(Records excerpted from a collection)
=-=-=

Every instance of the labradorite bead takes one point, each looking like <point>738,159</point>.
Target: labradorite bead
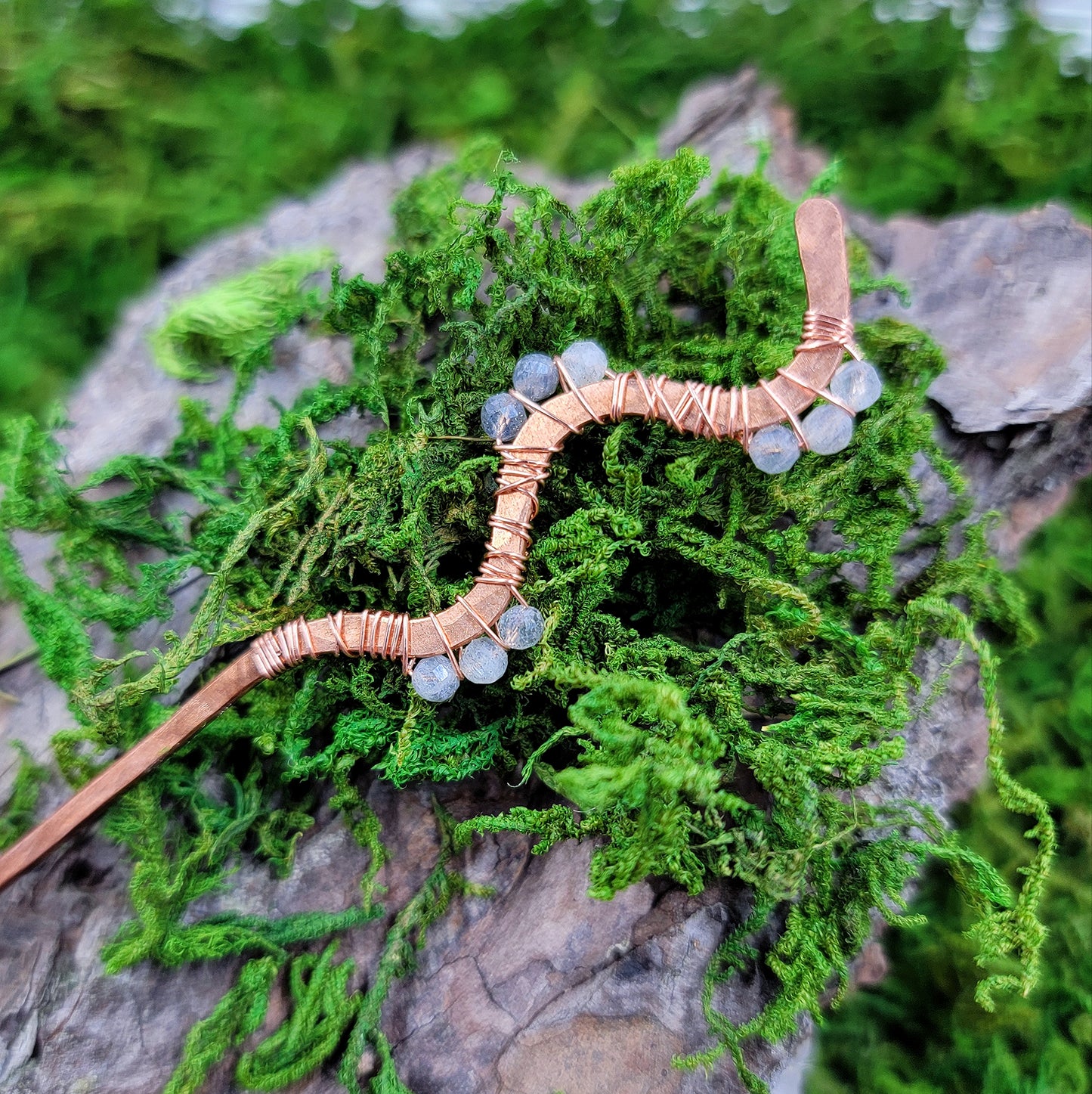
<point>585,361</point>
<point>482,661</point>
<point>857,384</point>
<point>774,448</point>
<point>434,678</point>
<point>535,377</point>
<point>521,627</point>
<point>503,417</point>
<point>828,429</point>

=-=-=

WORK INSTRUCTIONS => Can you recast every line of the records above as a JSON list of strings, one string per line, with blank lines and the pictures left out?

RESULT =>
[
  "Every instance of the labradorite bead takes one point, each looking like <point>738,159</point>.",
  "Target: labradorite bead",
  "<point>585,361</point>",
  "<point>482,661</point>",
  "<point>857,384</point>",
  "<point>774,448</point>",
  "<point>434,678</point>",
  "<point>535,377</point>",
  "<point>521,627</point>",
  "<point>503,417</point>",
  "<point>828,429</point>"
]